— start of Passage given —

The stories we know

“I don’t know how you live in such a shithole state”, they said.

I was sitting at a sidewalk table in a college town in New England a few years ago. I had been invited up because this church thought I knew something about building relationships between their congregation and the unhoused folks who slept on their porch at night, and were willing to pay me to talk to them about it.

Typically when I go and consult somewhere, the host organization furnishes a liaison person, who picks me up at the airport, answers my questions, and can help if something goes wrong. This time, the liaison person wanted to buy me lunch before they took me back to the airport.

It was then that they told me I lived in a shithole state. I’m sure they meant it in the nicest possible way.

I must have looked some kind of way because they quickly began to backtrack. But they were sincere, if rude – in light of the history of civil rights atrocities, the history of slavery, the Christian nationalism, the economic devastation, and so on, why on earth do I, an educated, articulate, white cis-gendered male with every kind of opportunity insist on living somewhere like Mississippi.

— end of Passage given —
— start of Information supplied —

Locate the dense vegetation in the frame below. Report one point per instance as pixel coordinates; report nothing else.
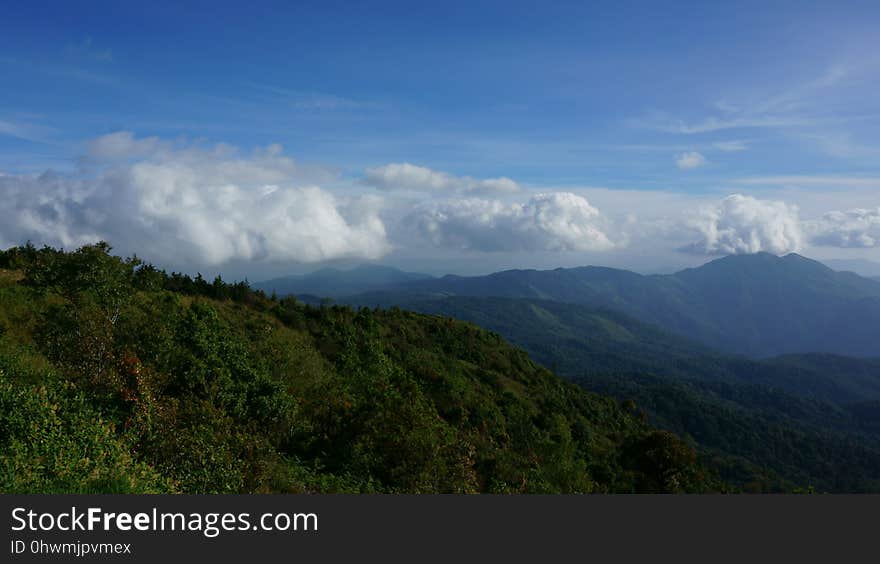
(769, 425)
(118, 377)
(758, 305)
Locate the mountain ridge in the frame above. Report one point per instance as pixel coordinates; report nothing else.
(758, 305)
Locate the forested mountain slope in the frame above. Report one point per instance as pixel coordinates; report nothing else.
(758, 305)
(116, 377)
(768, 425)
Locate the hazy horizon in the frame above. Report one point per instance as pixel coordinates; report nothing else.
(442, 139)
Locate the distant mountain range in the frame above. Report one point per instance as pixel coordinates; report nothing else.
(335, 283)
(778, 418)
(673, 343)
(758, 305)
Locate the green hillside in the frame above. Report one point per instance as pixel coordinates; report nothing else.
(767, 425)
(758, 305)
(116, 377)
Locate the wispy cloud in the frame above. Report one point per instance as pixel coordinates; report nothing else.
(27, 131)
(731, 146)
(812, 180)
(690, 160)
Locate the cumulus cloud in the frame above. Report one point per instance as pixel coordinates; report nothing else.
(406, 176)
(852, 228)
(689, 160)
(192, 206)
(558, 221)
(741, 224)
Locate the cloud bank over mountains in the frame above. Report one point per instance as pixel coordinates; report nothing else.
(183, 203)
(191, 205)
(559, 221)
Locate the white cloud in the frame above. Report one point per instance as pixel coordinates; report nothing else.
(558, 221)
(858, 228)
(741, 224)
(122, 145)
(689, 160)
(192, 206)
(406, 176)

— end of Information supplied —

* _Things to do_:
1: In the passage about the church visit, where was the narrator sitting when the liaison person made the remark about the state?
2: Rewrite the passage about the church visit, starting with "I was sitting" and going on through "to the airport.", with "congregation" changed to "members".
Answer from the text alone.

* _Replies_:
1: At a sidewalk table in a college town in New England.

2:
I was sitting at a sidewalk table in a college town in New England a few years ago. I had been invited up because this church thought I knew something about building relationships between their members and the unhoused folks who slept on their porch at night, and were willing to pay me to talk to them about it.

Typically when I go and consult somewhere, the host organization furnishes a liaison person, who picks me up at the airport, answers my questions, and can help if something goes wrong. This time, the liaison person wanted to buy me lunch before they took me back to the airport.